[Dataset entries]

====

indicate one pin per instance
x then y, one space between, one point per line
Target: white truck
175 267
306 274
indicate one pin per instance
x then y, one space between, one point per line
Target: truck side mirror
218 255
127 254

====

### Problem description
The records above are to be repeated in full, word for word.

### Result of the exercise
indicate one pin per instance
x then y, one space between, one point per line
Target: white truck
175 267
306 274
indicate one pin per instance
x then y, one space between, one point per line
Target: truck side mirror
218 255
127 254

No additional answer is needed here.